:: GOAL OF THE EXERCISE ::
Please write the next part of the text about rain and the Kelley family's year of 1987, starting right after its final sentence.

Few things are as refreshing as a cool rain on a summer day. The way it breaks the humidity. The way it feels hitting the body. The wonderfully fresh scent that accompanies it. However, this simple rain can sometimes become deadly. The need for water for the ground to grow the plants that we call vegetables and provide the establishment of a water table is one thing. When rain just continues day after day is quite another thing.
1987 was an interesting year for the Kelley family. We were in our second full year in the ministry at the Bellville Church of Christ (now New Life Church of Christ). Becky's mother had passed away the year before from cancer. In the spring of '87, Becky's dad had visited relatives in the Washington D. C. area and had a severe heart attack. He had to have heart valve replacement surgery almost immediately and was months in the hospital there in Arlington, Virginia. I watched Larry Nelson hole his incredible pitch shot against Greg Norman to win the Masters that year while in the hospital with Daddy Fridley.

:: DATA TO EXAMINE ::
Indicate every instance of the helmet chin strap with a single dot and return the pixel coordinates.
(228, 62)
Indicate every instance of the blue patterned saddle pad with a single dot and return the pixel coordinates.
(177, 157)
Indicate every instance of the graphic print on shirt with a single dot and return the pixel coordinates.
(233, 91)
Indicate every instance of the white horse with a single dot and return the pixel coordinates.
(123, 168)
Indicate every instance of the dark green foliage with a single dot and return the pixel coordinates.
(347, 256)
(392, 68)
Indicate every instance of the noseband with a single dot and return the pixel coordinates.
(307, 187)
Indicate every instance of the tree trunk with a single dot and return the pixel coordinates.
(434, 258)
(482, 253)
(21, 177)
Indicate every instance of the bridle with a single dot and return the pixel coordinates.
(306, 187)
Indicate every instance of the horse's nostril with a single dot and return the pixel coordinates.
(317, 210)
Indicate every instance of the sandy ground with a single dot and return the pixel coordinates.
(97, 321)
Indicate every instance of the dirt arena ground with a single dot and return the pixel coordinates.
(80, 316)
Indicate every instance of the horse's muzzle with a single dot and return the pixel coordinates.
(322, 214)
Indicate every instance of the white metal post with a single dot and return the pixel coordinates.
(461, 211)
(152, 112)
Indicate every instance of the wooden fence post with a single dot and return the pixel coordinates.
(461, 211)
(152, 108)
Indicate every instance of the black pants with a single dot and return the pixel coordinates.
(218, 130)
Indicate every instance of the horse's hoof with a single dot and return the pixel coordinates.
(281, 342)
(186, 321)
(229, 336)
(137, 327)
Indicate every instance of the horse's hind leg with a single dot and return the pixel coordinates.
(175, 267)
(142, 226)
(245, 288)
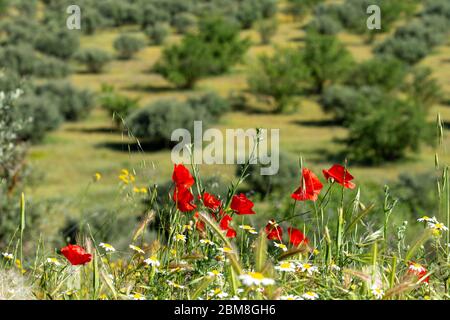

:: TASK OUTPUT ::
That spring my dad and I fished the main tributary feeding the Pleasant Hill Lake which was near Butler where my family and I were living while we waited for the new church parsonage to be turned over to us. Then the rains started. It kept raining in great deluges about every other day. In July I looked at the water level of the creek that ran through Bellville. It was steadily rising. One Sunday evening early in the month we drove past the creek as we headed out to our "summer home" and I commented that it could get bad in Bellville if the rain didn't stop because the creek couldn't hold much more.
The next morning we got a phone call fairly early from the wife of Becky's boss. She had gone to work for one of the elders as a secretary for his construction company. "Don't bother coming in," she said. "The town is flooded and you probably can't make it anyway." The creek Dad and I had fished earlier was on the way to Bellville. As we headed toward Bellville to see what had happened we came to the bridge over the creek. There standing on the bridge were two men roped to the iron framework. They were passing debris over the guard rails to keep it from damaging the bridge as the water had risen to the level of the guard rails and threatened the structure. Twenty-five feet below where the two men were working was where I had stood on a concrete abutment and fished about a month and a half earlier.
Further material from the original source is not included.